Выбранный отрывок -
..............................
"...вдруг раздался ее ясный и
громкий голос из недельного
забытья: - Двери! Двери!"
Л. Улицкая
Нам с детства внушают, что настоящий мужчина не имеет привилегии на проявление чувств. Настоящий мужчина не плачет, настоящий мужчина ничего не боится, настоящий мужчина не может умиляться. Будто высеченное из скалы песчаными бурями лицо Клинта Иствуда – вот образец настоящего мужчины. Это идеал. И он же - карикатура. Грязный Гарри никогда не воскликнул бы: "Двери! Двери!" В повторяющемся крике вопиет отчаяние, которое не может позволить себе ни жестокий коп, ни бесстрастный ковбой.
Чувственность и отчаяние… Разве отчаяние может быть разным? Мы точно знаем, что отчаяние – это всегда только безысходность, отсутствие выхода. То же нам говорят и словари, но все ли можно сверить по словарю? Легкие прикосновения пальцев к вытертой поверхности тяжелых дверей отзываются жалобными звуками лютни. Так льдинки ломаются весной под не знающими пощады солнечными лучами. Вокруг только двери. Толкни посильнее любую из них, и это станет твоим последним выбором.
Серая пелена дождя превращается в ледяные зубцы замка, замороженная звуком, вызванным духом Севера, а в середине грозным ритмом тамтама выжигается вращающееся огненное пятно, которое постепенно приобретает форму звезды. Пятиконечная корона начинает вращаться все быстрее, нанизывает на себя все новые пятиугольники, разрастаясь до размеров ледяного замка, поглощая его. С обложки в песню сорвалось исполинское колесо, маховик истории, орден всей тайной и явной власти. Над ним стоит сутулая фигура. Это существо, укрытое балахоном, считает, что может управлять безжизненной волей, задавать направление жатвы. Вокруг стоят жнецы, вторящие мертвому языку Верховного. А где-то в соседнем поместье отец учит сына словам присяги. Только ни странные слова, ни крепкие руки отца не в силах остановить лезвия, рассекающие со свистом воздух и плоть. Надежды на спасение нет, и в этом отчаянии единственная надежда. Увы, только мать знает это, будь она хоть Дочь, хоть Дева, хоть Ангел. Ее взгляд и голос будут вечно обращены к Царю. От Альп до Балкан: Осанна!
..............................
Задание -
Совпадают ли с отрывком эти утверждения: 1. Эпиграф подписан именем Л. Улицкой. 2. Грязный Гарри мог бы воскликнуть «Двери! Двери!». 3. Огненное пятно постепенно становится похожим на звезду. На каждое ответьте «да» или «нет» и приведите дословно слова из отрывка, которые это решают.
..............................
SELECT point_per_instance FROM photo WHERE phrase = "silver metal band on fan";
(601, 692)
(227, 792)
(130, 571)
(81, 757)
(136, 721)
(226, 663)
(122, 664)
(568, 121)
..............................
Ответ -
1. Да: «Л. Улицкая».
2. Нет: «Грязный Гарри никогда не воскликнул бы: "Двери! Двери!"».
3. Да: «которое постепенно приобретает форму звезды».